[WHAT IS REQUIRED] Tally the lines below that contain the word "outline" and reply with only that number.

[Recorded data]
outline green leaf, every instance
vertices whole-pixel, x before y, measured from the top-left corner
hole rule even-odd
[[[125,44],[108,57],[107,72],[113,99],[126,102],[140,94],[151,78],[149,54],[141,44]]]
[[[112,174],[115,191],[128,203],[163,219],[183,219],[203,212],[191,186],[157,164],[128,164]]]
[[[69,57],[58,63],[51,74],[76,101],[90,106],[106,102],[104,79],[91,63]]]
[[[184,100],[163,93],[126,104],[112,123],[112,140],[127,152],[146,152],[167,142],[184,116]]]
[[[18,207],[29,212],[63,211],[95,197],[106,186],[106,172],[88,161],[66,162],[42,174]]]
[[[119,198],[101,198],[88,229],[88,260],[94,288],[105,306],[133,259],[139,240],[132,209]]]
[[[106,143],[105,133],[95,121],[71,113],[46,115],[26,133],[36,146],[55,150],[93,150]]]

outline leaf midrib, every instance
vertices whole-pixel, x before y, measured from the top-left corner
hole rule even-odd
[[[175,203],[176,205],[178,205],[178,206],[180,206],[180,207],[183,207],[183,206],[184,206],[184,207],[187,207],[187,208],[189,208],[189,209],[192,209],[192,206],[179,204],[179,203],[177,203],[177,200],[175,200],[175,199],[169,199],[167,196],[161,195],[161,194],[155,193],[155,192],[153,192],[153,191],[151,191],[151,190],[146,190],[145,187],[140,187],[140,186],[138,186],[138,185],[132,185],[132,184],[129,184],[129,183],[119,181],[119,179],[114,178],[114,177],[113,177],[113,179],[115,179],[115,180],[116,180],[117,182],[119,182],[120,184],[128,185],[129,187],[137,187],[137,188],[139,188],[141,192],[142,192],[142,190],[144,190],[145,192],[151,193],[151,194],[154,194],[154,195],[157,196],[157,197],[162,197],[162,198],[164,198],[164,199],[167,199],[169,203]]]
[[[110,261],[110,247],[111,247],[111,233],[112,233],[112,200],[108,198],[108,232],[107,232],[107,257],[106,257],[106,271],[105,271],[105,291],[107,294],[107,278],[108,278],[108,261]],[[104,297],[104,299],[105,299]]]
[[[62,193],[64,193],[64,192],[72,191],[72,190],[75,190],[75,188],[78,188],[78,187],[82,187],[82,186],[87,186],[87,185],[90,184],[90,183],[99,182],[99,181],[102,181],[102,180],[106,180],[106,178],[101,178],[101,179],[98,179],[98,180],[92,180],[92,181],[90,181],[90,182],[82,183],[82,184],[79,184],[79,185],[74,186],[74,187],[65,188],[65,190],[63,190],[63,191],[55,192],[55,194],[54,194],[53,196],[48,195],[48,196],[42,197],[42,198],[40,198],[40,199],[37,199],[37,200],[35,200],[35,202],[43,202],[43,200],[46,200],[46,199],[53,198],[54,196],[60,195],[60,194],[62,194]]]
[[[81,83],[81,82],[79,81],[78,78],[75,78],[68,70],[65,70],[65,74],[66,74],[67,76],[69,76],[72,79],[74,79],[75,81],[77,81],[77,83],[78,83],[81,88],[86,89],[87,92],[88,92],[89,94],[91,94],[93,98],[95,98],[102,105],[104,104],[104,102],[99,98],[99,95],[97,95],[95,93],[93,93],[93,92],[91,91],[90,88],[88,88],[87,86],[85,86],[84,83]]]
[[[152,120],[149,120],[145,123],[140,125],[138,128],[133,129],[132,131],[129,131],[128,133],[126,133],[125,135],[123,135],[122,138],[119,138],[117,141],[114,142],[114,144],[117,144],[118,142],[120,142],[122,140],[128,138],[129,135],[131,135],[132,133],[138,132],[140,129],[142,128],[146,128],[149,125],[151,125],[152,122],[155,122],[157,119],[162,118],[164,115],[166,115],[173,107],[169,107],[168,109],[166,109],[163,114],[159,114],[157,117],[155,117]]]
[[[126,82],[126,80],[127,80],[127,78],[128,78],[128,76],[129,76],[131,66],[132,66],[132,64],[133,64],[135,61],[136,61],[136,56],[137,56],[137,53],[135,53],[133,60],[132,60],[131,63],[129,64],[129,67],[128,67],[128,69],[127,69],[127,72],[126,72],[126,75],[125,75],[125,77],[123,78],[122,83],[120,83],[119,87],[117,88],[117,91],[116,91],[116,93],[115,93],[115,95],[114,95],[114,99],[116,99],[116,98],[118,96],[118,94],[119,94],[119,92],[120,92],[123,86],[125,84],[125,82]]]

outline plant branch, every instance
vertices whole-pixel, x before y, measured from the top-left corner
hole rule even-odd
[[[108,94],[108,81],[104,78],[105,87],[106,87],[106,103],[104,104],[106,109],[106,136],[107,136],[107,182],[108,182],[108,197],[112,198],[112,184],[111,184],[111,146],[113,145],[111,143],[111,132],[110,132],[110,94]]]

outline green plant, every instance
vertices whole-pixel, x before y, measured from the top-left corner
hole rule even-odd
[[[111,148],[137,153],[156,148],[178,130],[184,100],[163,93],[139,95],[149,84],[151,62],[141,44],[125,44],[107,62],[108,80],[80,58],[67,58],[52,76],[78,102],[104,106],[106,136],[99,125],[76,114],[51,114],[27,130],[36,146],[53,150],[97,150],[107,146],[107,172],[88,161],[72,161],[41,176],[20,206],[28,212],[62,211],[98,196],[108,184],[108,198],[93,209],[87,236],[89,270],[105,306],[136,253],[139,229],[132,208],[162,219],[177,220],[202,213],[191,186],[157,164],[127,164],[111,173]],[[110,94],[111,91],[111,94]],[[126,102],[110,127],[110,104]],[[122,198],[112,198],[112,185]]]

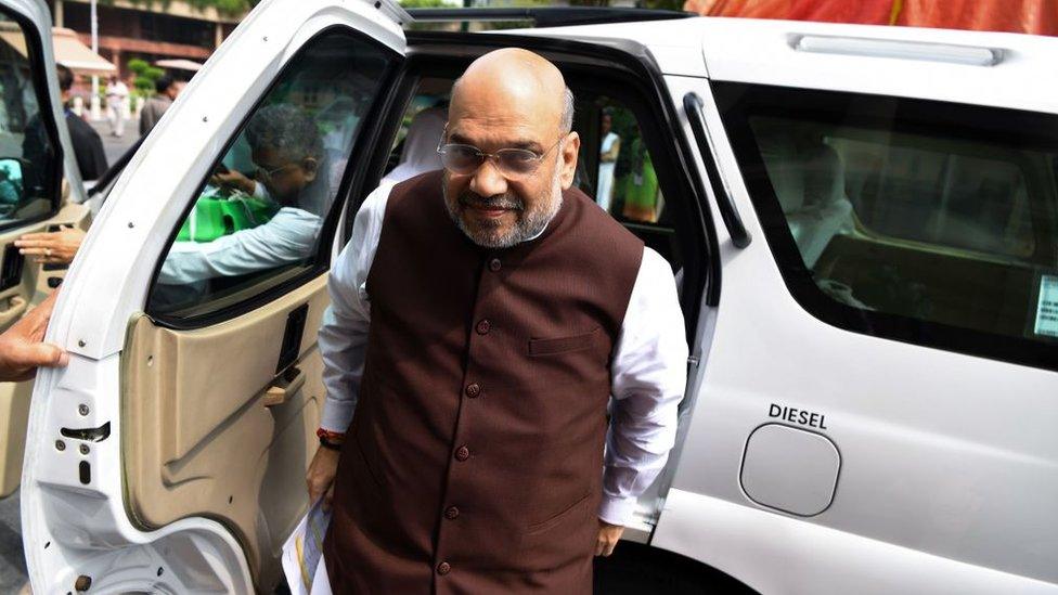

[TASK SOLUTION] 4